◆ **CONSIGNES DE L'EXERCICE**:
Reproduisez mot pour mot le passage de l'extrait fourni ci-dessous compris entre « [5]               Enfin, la » et « causerait une injustice. », bornes incluses.

◆ **EXTRAIT FOURNI**:

Dossier : IMM-9762-11

Référence : 2012 CF 1231

[TRADUCTION FRANÇAISE CERTIFIÉE, NON RÉVISÉE]

Ottawa (Ontario), le 23 octobre 2012

En présence de monsieur le juge Phelan

 

 

ENTRE :

 

OMAR ROMAN JIMENEZ

 

 

 

demandeur

 

et

 

 

 

LE MINISTRE DE LA CITOYENNETÉ

ET DE L’IMMIGRATION

 

 

 

défendeur

 

 

 

 

 

           MOTIFS DU JUGEMENT ET JUGEMENT

 

I.          INTRODUCTION

[1]               Le demandeur, un citoyen du Mexique, a demandé l’asile à cause des menaces proférées par un gang et du fait que l’on avait tiré sur lui. La principale question en litige dans la présente affaire consistait à déterminer si le demandeur était exclu de la Convention relative au statut des réfugiés, 1951, RTC 1969/6; 189 RTNU 150, parce qu’il avait « commis un crime grave de droit commun en dehors du pays d’accueil avant d’y être admis comme réfugié », selon l’alinéa 1Fb).

 

[2]               Il faut d’abord déterminer en l’espèce si la demande d’autorisation et de contrôle judiciaire a été présentée hors délai. Le demandeur prétendait qu’il n’avait reçu la décision de la Commission de l’immigration et du statut de réfugié [la CISR] que lorsqu’il était allé la chercher au bureau de la CISR 18 mois après qu’elle eut été rendue. Il en connaissait cependant la teneur étant donné qu’elle avait été prononcée de vive voix en sa présence à la fin de son audience.

 

[3]               La Cour accorde la prorogation de délai (dans la mesure où elle était nécessaire). Elle est influencée à cet égard par le fait que la juge Simpson a accordé l’autorisation malgré le dépôt tardif invoqué par le défendeur. Il semble très peu probable qu’un juge expérimenté n’aurait pas tenu compte de cet élément.

 

[4]               La Cour a été influencée également par les propos de l’avocate du demandeur, un officier de justice, quant aux faits relatifs à l’obtention de la décision, en l’absence d’une preuve par affidavit. La Cour ne pouvait rejeter la preuve de l’avocate que si elle ne la croyait pas véridique. L’avocate a été informée que la Cour acceptait ses propos mais que, s’il se révélait qu’elle les savait inexacts, la Cour pourrait en déférer à l’organisme disciplinaire professionnel compétent ou intenter une poursuite pour outrage au tribunal.

 

[5]               Enfin, la Cour a été influencée par la seule véritable question en litige dans le présent contrôle judiciaire : la Commission a-t-elle pris en considération la « contrainte » de manière appropriée? Si la thèse de la « contrainte » était fondée, ne pas instruire l’affaire causerait une injustice.

◆ **DONNÉES FOURNIES**:
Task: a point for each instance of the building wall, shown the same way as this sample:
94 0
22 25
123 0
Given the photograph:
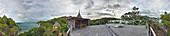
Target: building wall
71 23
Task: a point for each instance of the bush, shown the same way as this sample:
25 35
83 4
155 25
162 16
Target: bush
116 22
168 33
120 26
123 22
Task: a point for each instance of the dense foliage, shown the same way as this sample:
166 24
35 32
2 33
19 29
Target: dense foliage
166 20
101 21
8 27
46 28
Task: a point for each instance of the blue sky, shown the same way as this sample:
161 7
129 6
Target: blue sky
37 10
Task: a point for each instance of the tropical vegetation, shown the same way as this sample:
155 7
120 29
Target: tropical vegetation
46 28
8 27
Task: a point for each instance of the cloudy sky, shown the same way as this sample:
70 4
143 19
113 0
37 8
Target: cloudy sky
36 10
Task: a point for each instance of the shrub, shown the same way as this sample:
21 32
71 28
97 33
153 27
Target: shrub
116 22
168 33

◆ **RÉPONSE AU PROBLÈME**:
[5]               Enfin, la Cour a été influencée par la seule véritable question en litige dans le présent contrôle judiciaire : la Commission a-t-elle pris en considération la « contrainte » de manière appropriée? Si la thèse de la « contrainte » était fondée, ne pas instruire l’affaire causerait une injustice.